→ DOCUMENT SECTION
Influenza hit Texas earlier than usual this year, according to the Texas Department of State Health Services. Officials encourage Texans age 6 months and older to get their flu vaccination as soon as possible to protect themselves during the holidays.

The U.S. flu season typically occurs during the fall and winter with peak case levels between December and January, according to the U.S. Centers for Disease Control and Prevention.

As of Nov. 5, nearly 8% of medical patient visits in Texas were due to influenza-like illnesses, which include the flu and similar respiratory viruses. Each week, health care providers share data with the DSHS that demonstrates how many of their patients were seen for a flu-like illness.

Flu symptoms include a fever, chills, muscle aches, a cough, a sore throat, a runny or stuffy nose, and fatigue, according to the CDC.

Visits for flu-like illnesses were substantially lower during the 2020-21 and 2021-22 flu seasons, largely due to the precautions taken against COVID-19, such as masking, social distancing and working from home.

Last year, flu activity was around 2.5% in early November. Levels were below 2% during the same period in 2020, according to DSHS data.

→ YOUR GOAL
Resume the article on the early Texas flu season, picking up after its final sentence. The listing that follows was taken from a separate source and has no connection to the text about the Texas flu season.

→ SUPPLIED INFORMATION
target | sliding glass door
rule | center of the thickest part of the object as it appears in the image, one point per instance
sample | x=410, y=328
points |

→ ANSWER SECTION
DSHS interim Commissioner Jennifer Shuford said fewer Texans were exposed to the flu over the past couple of years, which led to decreased immunity across the state. The flu season is also “notoriously unpredictable,” Shuford said, meaning officials do not know how flu activity will look for the rest of the year and going into 2023.

For that reason, Shuford recommended people get their flu shot sooner than later. It takes about two weeks for someone’s body to produce the antibodies needed to fight the flu, according to a news release from the DSHS.

“A flu shot will keep somebody from getting [the] flu at all,” Shuford said. “And for people who do end up getting [the] flu after the flu shot, their illness is less likely to be a severe illness and less likely to result in hospitalization and death.”

According to the CDC, young children, older adults, pregnant people and people with other health conditions are more likely to experience complications due to the flu, especially if they do not receive a flu shot.

To minimize the spread of the flu, Shuford recommended Texans:

  • Stay home if they are feeling sick;

  • Limit time around friends or family members who are sick;

  • Wash their hands frequently; and

  • Cover their nose and mouth when coughing or sneezing.

Antiviral medications are also available to help make flu symptoms milder and shorten how long people are sick. Shuford said these medications are most effective shortly after someone begins experiencing symptoms.

Texans can receive their flu shot and updated COVID-19 booster shot at the same time, according to the release. The updated booster was designed to protect against the highly contagious omicron variant as well as the original strain of the SARS-CoV-2 virus.